Request:
Starting at the line with "the white baseball", transcribe each line through the final one, both included, and add nothing.

Start Data in this exercise

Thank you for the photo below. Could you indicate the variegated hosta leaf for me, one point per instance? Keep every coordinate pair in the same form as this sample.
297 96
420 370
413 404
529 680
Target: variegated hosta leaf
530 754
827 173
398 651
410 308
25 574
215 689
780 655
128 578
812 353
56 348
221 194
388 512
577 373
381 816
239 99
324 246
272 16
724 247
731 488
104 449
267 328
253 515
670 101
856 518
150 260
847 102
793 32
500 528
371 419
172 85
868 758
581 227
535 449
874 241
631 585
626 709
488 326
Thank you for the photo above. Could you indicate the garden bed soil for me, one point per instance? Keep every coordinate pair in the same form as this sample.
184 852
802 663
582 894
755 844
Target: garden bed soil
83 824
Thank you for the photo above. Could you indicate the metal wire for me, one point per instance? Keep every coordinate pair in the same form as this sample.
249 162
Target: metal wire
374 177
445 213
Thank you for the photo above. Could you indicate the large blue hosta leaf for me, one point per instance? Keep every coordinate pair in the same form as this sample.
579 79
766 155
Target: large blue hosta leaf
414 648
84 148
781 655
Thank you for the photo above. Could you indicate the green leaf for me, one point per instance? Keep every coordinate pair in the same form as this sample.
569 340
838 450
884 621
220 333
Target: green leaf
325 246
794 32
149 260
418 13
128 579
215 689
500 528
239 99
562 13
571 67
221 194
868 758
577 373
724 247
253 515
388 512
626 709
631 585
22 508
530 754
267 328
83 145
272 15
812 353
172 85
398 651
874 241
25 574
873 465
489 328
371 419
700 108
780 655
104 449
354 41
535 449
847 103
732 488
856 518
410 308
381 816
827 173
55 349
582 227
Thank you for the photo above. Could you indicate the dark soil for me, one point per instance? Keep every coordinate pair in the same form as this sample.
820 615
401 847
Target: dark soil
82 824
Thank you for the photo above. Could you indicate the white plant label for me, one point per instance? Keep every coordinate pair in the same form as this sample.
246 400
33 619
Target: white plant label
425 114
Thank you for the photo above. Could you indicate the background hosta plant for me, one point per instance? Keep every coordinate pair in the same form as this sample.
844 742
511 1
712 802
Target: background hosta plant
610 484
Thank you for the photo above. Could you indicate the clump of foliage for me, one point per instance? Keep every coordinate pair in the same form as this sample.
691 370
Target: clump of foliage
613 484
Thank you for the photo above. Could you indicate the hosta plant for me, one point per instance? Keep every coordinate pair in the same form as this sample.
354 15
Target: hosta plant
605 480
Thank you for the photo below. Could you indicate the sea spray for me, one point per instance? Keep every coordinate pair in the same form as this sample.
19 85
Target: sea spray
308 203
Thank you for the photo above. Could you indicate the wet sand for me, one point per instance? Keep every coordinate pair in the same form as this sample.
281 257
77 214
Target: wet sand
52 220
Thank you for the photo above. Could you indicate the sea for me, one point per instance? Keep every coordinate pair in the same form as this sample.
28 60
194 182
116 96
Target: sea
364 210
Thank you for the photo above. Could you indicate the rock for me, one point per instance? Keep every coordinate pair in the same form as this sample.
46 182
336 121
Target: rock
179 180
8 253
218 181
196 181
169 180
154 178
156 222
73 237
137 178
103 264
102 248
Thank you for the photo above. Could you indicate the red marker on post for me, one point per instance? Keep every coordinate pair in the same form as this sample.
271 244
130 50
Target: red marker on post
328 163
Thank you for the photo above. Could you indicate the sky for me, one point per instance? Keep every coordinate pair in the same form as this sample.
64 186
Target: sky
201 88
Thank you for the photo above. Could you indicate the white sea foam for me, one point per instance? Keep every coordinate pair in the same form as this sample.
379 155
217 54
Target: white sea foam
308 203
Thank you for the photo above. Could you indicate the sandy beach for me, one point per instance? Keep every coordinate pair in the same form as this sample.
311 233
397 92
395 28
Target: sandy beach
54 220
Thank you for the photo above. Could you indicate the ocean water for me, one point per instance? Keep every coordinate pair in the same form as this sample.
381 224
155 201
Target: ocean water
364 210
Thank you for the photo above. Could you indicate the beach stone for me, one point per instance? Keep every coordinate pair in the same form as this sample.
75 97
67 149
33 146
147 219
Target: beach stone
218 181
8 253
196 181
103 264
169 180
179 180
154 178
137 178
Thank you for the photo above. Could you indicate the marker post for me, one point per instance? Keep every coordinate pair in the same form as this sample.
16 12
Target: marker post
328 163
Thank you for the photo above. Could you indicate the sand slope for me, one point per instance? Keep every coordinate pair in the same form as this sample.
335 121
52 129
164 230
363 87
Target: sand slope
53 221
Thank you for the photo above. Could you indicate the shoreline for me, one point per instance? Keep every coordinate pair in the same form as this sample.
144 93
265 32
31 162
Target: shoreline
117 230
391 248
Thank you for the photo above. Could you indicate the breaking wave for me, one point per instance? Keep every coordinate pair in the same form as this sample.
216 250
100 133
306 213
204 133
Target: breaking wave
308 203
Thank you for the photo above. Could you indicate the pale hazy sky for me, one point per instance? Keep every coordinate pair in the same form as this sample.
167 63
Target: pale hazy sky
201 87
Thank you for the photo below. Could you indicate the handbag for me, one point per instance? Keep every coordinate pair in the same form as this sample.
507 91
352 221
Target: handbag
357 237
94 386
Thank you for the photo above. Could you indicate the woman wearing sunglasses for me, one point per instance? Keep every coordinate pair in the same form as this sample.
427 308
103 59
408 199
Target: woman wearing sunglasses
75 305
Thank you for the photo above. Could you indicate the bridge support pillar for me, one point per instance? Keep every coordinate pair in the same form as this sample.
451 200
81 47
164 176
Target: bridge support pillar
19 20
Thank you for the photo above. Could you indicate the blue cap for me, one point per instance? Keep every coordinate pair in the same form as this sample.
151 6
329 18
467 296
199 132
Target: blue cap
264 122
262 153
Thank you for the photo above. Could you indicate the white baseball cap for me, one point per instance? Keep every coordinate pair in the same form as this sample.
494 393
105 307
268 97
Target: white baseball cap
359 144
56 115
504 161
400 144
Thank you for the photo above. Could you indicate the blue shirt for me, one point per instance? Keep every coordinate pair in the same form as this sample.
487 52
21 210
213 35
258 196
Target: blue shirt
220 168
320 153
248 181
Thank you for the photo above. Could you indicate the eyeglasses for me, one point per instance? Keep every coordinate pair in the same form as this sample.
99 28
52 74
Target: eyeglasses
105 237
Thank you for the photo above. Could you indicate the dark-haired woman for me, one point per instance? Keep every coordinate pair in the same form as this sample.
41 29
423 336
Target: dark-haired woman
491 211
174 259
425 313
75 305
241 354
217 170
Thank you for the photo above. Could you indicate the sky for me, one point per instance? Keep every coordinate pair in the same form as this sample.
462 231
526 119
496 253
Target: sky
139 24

End Data in this exercise

In response:
Thank you for the photo above. Could you indicate the white baseball cap for me, one point per instance? Keep every coordinate pair in the same form as this sample.
494 393
105 307
268 97
Target: white baseball cap
359 144
56 115
504 161
400 144
Thank you for the photo above. Could you indicate the blue shirt for me, one point per instance? Keep every coordinate pair in the same form as this sample.
487 52
21 210
213 35
258 196
Target: blue shirt
220 168
320 153
248 181
Thank you for the photo above. Could you indicate the eyeglasses for me, one point per instance? Keep every coordinate pair in the same form as this sample.
99 28
52 74
Target: eyeglasses
105 237
Thank you for the photo above. Could you indicate the dark-haired woman for me, one point per instance? Keep every coordinate pair in the same form as this sample.
41 29
423 336
Target: dark-haired woman
491 211
174 259
425 313
75 305
241 354
217 170
Thank you for the photo above. Could you indicate the sky for me, one point per instance? Keep every coordinate pair in the same form as this sample.
462 231
526 119
496 253
Target: sky
139 24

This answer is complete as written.